**WHAT IS REQUIRED**
Reproduce the records below exactly as they appear.

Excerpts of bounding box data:
— BEGIN —

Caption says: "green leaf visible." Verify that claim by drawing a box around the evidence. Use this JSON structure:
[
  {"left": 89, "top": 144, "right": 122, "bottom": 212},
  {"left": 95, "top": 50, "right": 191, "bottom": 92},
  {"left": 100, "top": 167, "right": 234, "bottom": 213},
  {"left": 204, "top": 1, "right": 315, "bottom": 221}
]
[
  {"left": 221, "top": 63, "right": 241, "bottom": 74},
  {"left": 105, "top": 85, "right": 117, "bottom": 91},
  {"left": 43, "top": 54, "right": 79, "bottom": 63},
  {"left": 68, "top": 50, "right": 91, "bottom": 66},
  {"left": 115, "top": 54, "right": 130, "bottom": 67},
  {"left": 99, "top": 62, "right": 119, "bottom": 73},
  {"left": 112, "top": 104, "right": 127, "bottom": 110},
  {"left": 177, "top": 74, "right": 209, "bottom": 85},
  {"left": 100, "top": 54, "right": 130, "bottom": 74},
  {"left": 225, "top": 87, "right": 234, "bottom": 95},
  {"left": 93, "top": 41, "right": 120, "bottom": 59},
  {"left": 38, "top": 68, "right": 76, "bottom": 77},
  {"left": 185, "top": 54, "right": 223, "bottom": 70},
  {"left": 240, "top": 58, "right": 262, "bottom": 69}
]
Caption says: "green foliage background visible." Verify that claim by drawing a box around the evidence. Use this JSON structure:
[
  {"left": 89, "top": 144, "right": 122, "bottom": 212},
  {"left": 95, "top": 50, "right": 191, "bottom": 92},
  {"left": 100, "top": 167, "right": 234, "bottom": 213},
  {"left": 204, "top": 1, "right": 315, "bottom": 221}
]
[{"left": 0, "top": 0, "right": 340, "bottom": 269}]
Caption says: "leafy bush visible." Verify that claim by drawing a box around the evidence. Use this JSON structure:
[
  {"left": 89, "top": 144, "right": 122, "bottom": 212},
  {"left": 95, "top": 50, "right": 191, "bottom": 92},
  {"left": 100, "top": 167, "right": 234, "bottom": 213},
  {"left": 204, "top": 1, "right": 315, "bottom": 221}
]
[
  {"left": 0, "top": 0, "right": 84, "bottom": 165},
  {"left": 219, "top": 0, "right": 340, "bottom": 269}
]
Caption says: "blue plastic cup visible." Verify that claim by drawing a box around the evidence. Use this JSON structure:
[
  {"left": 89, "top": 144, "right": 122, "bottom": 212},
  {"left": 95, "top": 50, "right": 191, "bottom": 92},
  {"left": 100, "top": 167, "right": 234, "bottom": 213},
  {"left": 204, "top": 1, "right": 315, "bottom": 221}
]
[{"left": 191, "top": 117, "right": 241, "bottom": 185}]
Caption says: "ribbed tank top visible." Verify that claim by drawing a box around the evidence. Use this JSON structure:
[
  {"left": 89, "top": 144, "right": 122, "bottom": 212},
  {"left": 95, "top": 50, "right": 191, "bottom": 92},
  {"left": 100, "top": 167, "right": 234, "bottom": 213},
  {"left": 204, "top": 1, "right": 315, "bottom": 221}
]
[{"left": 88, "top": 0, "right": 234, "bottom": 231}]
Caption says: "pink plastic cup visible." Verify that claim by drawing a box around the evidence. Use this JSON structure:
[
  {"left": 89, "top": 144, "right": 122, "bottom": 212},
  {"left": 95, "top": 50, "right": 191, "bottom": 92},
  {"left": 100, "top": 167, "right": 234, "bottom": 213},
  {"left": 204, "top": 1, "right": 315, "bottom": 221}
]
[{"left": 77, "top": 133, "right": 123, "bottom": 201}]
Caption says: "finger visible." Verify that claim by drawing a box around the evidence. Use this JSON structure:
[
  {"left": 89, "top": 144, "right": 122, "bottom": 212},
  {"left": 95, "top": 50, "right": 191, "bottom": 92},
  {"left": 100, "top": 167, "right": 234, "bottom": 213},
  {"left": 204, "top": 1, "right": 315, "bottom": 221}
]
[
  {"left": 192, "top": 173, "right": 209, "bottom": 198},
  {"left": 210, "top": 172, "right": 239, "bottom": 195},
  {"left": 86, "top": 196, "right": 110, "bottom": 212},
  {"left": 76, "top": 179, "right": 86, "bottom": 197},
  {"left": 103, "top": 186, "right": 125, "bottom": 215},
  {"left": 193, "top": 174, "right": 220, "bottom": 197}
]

— END —

**TASK RESPONSE**
Caption says: "green leaf visible." Verify that claim by drawing a box around the evidence. Use this JSON structure:
[
  {"left": 89, "top": 144, "right": 122, "bottom": 212},
  {"left": 95, "top": 50, "right": 191, "bottom": 92},
  {"left": 100, "top": 167, "right": 234, "bottom": 213},
  {"left": 204, "top": 1, "right": 315, "bottom": 221}
]
[
  {"left": 221, "top": 63, "right": 241, "bottom": 74},
  {"left": 105, "top": 85, "right": 117, "bottom": 91},
  {"left": 43, "top": 54, "right": 79, "bottom": 63},
  {"left": 68, "top": 50, "right": 91, "bottom": 66},
  {"left": 115, "top": 54, "right": 130, "bottom": 67},
  {"left": 99, "top": 62, "right": 119, "bottom": 73},
  {"left": 112, "top": 104, "right": 127, "bottom": 110},
  {"left": 177, "top": 74, "right": 209, "bottom": 85},
  {"left": 100, "top": 54, "right": 130, "bottom": 74},
  {"left": 225, "top": 87, "right": 234, "bottom": 95},
  {"left": 93, "top": 41, "right": 120, "bottom": 59},
  {"left": 38, "top": 68, "right": 76, "bottom": 77},
  {"left": 185, "top": 54, "right": 223, "bottom": 70},
  {"left": 240, "top": 58, "right": 262, "bottom": 69}
]
Caption says: "green foliage background visible." Verify that claim by drawing a box around the evidence. Use this JSON structure:
[
  {"left": 89, "top": 144, "right": 122, "bottom": 212},
  {"left": 95, "top": 50, "right": 191, "bottom": 92},
  {"left": 100, "top": 167, "right": 234, "bottom": 213},
  {"left": 204, "top": 1, "right": 315, "bottom": 221}
]
[{"left": 0, "top": 0, "right": 340, "bottom": 269}]
Caption says: "leafy bush visible." Verify that claim by drawing a box around the evidence. Use this JSON structure:
[
  {"left": 89, "top": 144, "right": 122, "bottom": 212},
  {"left": 95, "top": 50, "right": 191, "bottom": 92},
  {"left": 100, "top": 167, "right": 234, "bottom": 213},
  {"left": 204, "top": 1, "right": 315, "bottom": 221}
]
[
  {"left": 0, "top": 0, "right": 84, "bottom": 165},
  {"left": 219, "top": 0, "right": 340, "bottom": 269}
]
Caption says: "blue plastic cup visible." Verify that claim by drawing a box around the evidence. Use this JSON structure:
[
  {"left": 89, "top": 144, "right": 122, "bottom": 212},
  {"left": 95, "top": 50, "right": 191, "bottom": 92},
  {"left": 100, "top": 167, "right": 234, "bottom": 213},
  {"left": 204, "top": 1, "right": 315, "bottom": 221}
]
[{"left": 191, "top": 117, "right": 241, "bottom": 185}]
Caption says: "ribbed tank top visible." Verify that claim by drawing a box around the evidence. Use this JSON structure:
[
  {"left": 89, "top": 144, "right": 122, "bottom": 212},
  {"left": 95, "top": 50, "right": 191, "bottom": 92},
  {"left": 100, "top": 167, "right": 234, "bottom": 213},
  {"left": 204, "top": 1, "right": 315, "bottom": 221}
]
[{"left": 88, "top": 0, "right": 234, "bottom": 231}]
Caption says: "pink plastic cup visible." Verify that claim by drawing a box around the evidence. Use this JSON structure:
[
  {"left": 89, "top": 144, "right": 122, "bottom": 212},
  {"left": 95, "top": 50, "right": 191, "bottom": 92},
  {"left": 100, "top": 167, "right": 234, "bottom": 213},
  {"left": 204, "top": 1, "right": 315, "bottom": 221}
]
[{"left": 77, "top": 133, "right": 123, "bottom": 201}]
Caption says: "finger visible." Verify that claim by drawing a box around the evidence. Use this JSON structure:
[
  {"left": 89, "top": 144, "right": 122, "bottom": 212},
  {"left": 95, "top": 50, "right": 191, "bottom": 92},
  {"left": 100, "top": 167, "right": 234, "bottom": 213},
  {"left": 204, "top": 1, "right": 315, "bottom": 221}
]
[
  {"left": 192, "top": 173, "right": 209, "bottom": 198},
  {"left": 210, "top": 172, "right": 239, "bottom": 195},
  {"left": 86, "top": 196, "right": 110, "bottom": 212},
  {"left": 76, "top": 179, "right": 86, "bottom": 197},
  {"left": 103, "top": 186, "right": 125, "bottom": 215},
  {"left": 193, "top": 174, "right": 220, "bottom": 197}
]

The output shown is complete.